• What is required: In your reply, reproduce the lines from the first one below to the line containing "white water spray", inclusive, exactly as they stand.

"""

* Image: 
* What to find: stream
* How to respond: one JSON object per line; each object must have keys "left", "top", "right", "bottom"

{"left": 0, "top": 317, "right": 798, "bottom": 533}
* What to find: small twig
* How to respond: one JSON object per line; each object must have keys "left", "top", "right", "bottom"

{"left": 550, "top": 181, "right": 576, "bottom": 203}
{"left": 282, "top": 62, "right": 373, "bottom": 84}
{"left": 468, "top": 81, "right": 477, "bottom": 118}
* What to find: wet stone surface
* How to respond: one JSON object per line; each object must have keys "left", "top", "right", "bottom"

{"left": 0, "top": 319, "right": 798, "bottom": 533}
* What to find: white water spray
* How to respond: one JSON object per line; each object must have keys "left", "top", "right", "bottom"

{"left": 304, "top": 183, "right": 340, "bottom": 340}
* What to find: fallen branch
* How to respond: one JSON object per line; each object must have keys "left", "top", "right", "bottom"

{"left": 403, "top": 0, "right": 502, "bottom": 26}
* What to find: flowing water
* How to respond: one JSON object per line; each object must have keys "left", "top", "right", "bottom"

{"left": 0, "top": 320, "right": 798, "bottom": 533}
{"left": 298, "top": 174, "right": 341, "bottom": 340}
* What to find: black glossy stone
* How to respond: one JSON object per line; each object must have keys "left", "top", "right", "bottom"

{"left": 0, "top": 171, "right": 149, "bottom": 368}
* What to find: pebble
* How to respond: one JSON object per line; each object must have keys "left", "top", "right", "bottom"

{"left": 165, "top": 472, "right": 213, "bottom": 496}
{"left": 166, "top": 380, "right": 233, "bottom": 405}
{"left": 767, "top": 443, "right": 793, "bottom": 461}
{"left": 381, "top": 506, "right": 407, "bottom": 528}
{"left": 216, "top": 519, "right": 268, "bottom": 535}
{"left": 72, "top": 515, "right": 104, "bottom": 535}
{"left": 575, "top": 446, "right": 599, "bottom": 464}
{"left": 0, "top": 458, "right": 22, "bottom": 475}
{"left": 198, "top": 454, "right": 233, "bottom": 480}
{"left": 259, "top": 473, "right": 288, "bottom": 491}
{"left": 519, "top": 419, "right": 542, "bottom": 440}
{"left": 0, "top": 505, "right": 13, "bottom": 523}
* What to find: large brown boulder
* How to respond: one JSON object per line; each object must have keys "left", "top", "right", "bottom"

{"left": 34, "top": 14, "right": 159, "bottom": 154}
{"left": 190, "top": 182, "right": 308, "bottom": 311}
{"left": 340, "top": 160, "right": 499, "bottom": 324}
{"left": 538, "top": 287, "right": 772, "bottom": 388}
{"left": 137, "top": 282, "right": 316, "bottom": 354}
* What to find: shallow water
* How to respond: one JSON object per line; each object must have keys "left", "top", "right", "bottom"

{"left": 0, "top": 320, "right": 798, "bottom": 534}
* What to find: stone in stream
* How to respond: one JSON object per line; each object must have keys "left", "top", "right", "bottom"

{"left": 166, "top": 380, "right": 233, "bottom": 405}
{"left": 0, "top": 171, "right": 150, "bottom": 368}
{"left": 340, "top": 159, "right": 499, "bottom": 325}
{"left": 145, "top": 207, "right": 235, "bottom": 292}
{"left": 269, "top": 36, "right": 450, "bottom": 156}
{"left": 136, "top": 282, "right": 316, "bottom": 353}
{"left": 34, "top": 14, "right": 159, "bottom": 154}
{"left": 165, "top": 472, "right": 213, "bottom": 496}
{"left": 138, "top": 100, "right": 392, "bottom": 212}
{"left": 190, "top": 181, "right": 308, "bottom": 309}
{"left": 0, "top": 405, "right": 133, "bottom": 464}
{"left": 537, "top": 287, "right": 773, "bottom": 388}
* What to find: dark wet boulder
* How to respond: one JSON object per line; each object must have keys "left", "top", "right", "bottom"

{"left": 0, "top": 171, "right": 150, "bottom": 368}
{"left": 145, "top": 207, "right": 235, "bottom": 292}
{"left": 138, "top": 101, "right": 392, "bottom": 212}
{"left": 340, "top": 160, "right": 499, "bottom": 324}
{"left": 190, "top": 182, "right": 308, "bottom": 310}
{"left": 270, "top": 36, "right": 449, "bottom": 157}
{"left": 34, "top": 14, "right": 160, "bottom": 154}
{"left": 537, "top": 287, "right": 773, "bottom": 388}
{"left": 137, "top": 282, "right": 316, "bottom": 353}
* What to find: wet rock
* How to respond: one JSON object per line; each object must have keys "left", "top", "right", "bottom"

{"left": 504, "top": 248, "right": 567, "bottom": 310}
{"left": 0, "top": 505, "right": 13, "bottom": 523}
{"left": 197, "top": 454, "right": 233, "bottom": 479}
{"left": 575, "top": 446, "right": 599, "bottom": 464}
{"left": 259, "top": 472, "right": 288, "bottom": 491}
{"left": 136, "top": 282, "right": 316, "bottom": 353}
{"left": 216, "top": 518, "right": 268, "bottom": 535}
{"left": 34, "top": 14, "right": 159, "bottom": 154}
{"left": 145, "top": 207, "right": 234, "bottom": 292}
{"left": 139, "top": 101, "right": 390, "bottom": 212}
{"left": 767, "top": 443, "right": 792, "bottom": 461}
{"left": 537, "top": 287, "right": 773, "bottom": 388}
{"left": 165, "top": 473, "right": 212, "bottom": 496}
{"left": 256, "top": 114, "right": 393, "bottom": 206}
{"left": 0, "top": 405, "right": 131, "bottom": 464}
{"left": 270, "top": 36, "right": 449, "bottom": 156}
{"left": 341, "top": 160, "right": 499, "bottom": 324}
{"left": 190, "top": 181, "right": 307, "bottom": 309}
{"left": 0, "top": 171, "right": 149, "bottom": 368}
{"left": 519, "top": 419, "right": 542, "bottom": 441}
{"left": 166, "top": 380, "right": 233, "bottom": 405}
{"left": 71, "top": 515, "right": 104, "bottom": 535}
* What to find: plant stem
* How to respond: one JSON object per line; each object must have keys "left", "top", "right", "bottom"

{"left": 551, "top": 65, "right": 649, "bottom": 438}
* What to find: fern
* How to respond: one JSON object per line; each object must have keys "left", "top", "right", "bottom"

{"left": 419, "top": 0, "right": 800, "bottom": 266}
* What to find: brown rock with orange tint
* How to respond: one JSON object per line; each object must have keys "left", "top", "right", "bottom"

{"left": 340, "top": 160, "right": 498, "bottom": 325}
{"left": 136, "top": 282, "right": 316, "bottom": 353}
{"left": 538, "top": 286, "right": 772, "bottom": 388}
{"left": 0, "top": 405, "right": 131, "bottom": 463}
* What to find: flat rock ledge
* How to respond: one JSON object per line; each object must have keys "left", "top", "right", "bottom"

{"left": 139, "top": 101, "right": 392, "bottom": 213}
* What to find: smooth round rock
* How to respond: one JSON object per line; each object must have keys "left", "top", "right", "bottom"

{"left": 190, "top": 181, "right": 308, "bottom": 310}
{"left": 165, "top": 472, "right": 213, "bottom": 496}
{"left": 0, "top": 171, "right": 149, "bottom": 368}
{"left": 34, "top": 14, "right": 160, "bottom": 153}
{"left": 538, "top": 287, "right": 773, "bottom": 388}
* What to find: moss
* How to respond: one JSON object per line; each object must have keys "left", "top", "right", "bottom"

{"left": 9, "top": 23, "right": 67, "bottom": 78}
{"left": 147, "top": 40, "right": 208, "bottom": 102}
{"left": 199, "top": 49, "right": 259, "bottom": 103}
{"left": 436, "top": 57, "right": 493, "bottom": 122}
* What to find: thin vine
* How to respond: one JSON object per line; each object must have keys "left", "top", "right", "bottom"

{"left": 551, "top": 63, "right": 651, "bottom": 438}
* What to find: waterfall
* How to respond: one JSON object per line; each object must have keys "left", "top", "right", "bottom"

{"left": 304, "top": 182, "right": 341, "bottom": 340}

"""

• Result:
* Image: 
* What to find: stream
* How to respond: one JSON object per line; each object must have keys "left", "top", "right", "bottom"

{"left": 0, "top": 317, "right": 798, "bottom": 533}
* What to find: small twig
* How to respond: one JSON object per line; each object must have keys "left", "top", "right", "bottom"

{"left": 550, "top": 181, "right": 576, "bottom": 203}
{"left": 282, "top": 62, "right": 373, "bottom": 84}
{"left": 468, "top": 81, "right": 477, "bottom": 118}
* What to find: wet stone surface
* How to respond: one JSON object per line; each object must have keys "left", "top", "right", "bottom"

{"left": 0, "top": 319, "right": 798, "bottom": 533}
* What to find: white water spray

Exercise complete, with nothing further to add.